_Data drawn from a collection_
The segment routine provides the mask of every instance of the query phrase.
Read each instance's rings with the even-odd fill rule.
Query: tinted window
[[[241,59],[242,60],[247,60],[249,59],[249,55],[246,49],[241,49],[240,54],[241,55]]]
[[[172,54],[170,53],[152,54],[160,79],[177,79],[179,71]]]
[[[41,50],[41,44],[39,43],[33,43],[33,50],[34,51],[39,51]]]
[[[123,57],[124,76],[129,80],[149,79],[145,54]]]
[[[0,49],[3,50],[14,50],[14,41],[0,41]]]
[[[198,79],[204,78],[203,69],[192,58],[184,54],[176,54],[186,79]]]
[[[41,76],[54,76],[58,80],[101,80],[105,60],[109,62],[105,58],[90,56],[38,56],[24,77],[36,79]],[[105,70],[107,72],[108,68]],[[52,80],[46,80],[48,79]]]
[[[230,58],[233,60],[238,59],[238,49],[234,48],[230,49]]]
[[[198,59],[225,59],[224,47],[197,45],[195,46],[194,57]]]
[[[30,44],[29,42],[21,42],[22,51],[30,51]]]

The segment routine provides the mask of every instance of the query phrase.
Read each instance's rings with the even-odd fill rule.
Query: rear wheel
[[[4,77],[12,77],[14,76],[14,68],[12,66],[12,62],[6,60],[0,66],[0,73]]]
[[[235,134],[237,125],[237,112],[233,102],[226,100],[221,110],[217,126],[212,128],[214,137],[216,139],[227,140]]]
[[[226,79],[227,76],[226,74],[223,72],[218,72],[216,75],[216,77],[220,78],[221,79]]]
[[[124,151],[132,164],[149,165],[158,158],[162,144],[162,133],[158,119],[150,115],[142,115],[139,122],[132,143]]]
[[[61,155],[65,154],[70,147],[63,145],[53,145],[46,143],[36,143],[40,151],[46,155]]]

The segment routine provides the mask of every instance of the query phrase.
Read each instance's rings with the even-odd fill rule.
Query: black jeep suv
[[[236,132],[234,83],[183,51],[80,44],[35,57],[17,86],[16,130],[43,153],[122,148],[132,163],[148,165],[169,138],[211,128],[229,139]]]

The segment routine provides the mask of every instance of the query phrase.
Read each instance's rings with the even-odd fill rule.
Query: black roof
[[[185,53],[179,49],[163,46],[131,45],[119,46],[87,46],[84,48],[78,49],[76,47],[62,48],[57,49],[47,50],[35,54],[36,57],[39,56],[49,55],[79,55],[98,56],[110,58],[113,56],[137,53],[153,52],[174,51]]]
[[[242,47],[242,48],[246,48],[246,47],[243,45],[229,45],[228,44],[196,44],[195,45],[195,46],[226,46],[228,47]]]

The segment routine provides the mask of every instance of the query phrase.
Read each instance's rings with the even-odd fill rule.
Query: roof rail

...

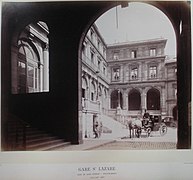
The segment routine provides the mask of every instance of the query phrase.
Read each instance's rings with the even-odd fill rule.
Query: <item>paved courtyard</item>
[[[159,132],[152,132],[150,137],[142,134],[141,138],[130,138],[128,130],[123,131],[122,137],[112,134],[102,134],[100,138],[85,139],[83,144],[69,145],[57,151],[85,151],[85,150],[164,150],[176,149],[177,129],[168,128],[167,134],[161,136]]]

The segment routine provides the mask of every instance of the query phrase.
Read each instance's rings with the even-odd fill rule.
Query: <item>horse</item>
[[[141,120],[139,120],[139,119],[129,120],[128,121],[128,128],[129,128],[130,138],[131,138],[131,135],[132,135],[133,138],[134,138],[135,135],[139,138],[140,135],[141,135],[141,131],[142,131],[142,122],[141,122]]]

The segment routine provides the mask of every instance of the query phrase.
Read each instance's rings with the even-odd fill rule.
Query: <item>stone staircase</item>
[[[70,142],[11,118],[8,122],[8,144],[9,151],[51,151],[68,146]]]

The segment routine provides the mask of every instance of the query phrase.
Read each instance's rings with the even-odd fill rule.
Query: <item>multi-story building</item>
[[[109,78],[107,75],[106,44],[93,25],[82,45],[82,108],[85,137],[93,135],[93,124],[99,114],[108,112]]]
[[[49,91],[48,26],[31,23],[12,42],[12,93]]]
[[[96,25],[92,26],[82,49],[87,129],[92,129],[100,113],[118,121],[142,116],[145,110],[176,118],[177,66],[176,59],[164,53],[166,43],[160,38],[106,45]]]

==

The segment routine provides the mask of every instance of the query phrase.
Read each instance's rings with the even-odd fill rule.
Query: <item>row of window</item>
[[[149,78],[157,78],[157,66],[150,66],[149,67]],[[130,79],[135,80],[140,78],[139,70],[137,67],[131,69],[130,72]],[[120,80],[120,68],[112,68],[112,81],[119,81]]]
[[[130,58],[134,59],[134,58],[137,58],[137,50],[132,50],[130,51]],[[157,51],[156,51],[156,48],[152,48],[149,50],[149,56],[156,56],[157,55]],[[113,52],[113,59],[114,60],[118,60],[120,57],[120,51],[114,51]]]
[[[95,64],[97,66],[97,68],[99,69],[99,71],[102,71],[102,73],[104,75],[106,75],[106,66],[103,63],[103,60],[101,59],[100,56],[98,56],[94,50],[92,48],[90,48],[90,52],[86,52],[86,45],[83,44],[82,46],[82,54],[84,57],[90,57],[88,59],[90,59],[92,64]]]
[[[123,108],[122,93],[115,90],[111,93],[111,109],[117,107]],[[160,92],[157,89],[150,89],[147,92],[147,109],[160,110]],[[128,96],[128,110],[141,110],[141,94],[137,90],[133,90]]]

_What is being asked_
Count the lines above that contain the string "black", treating uppercase and lowercase as different. Reply with the number alone.

_Result for this exercise_
2